Buya HAMKA sebagai ulama besar dan
pejuang bangsa Indonesia ini pulang ke Rahmatullah pada tanggal 14 Ramadhan
1402 H (24 Juli 1981) pukul 10.41 WIB dalam
usia 73 tahun 5 bulan. Beliau wafat di Rumah Sakit Pertamina Pusat, disaksikan
isteri (Hj. Siti Chadijah) dan putra-putri, dan para cucu.
Ribuan orang bertakziyah , dan
jenazahnya dishalatkan di Masjid Al Azhar Jakarta lalu dimakamkan di TPU Tanah
Kusir Jakarta.

== Instruksi Tugas 1 ==
Jawab pertanyaan berikut dari bacaan tentang wafatnya Buya HAMKA:
(a) Di rumah sakit mana Buya HAMKA wafat?
(b) Di masjid mana jenazahnya dishalatkan?
(c) Di mana beliau dimakamkan?
== Instruksi Tugas 2 ==
Tuliskan kembali tanpa diubah sedikit pun bagian bacaan tentang Buya HAMKA, dari "Buya HAMKA sebagai" sampai "Kusir Jakarta.".
Pakai bacaan ini saja sebagai sumber.

== Daftar Entri ==

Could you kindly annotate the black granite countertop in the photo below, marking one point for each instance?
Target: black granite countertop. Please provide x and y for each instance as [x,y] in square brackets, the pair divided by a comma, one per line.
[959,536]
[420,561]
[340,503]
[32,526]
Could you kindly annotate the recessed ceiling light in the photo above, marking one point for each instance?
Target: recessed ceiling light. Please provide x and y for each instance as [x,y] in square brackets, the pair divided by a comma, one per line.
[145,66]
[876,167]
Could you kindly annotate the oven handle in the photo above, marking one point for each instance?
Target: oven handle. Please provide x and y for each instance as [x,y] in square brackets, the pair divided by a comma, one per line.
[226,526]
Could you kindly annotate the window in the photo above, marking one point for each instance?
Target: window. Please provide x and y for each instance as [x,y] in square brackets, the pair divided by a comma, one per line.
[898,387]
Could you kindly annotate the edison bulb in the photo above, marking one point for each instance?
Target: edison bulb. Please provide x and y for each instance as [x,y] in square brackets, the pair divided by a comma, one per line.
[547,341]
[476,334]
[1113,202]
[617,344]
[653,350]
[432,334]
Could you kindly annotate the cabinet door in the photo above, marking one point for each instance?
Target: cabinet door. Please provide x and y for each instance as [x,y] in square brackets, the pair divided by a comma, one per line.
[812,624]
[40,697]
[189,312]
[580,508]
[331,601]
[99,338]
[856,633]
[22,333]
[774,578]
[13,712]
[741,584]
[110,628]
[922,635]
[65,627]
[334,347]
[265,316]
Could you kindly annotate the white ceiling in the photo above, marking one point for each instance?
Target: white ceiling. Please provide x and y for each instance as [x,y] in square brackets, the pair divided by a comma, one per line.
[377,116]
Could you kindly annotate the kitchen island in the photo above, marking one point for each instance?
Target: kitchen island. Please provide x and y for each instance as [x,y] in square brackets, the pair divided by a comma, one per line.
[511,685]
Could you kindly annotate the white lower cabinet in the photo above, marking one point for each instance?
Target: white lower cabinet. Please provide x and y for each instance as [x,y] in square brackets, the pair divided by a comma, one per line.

== Jawaban 1 ==
(a) Rumah Sakit Pertamina Pusat.
(b) Masjid Al Azhar Jakarta.
(c) TPU Tanah Kusir Jakarta.

== Jawaban 2 ==
Buya HAMKA sebagai ulama besar dan
pejuang bangsa Indonesia ini pulang ke Rahmatullah pada tanggal 14 Ramadhan
1402 H (24 Juli 1981) pukul 10.41 WIB dalam
usia 73 tahun 5 bulan. Beliau wafat di Rumah Sakit Pertamina Pusat, disaksikan
isteri (Hj. Siti Chadijah) dan putra-putri, dan para cucu.
Ribuan orang bertakziyah , dan
jenazahnya dishalatkan di Masjid Al Azhar Jakarta lalu dimakamkan di TPU Tanah
Kusir Jakarta.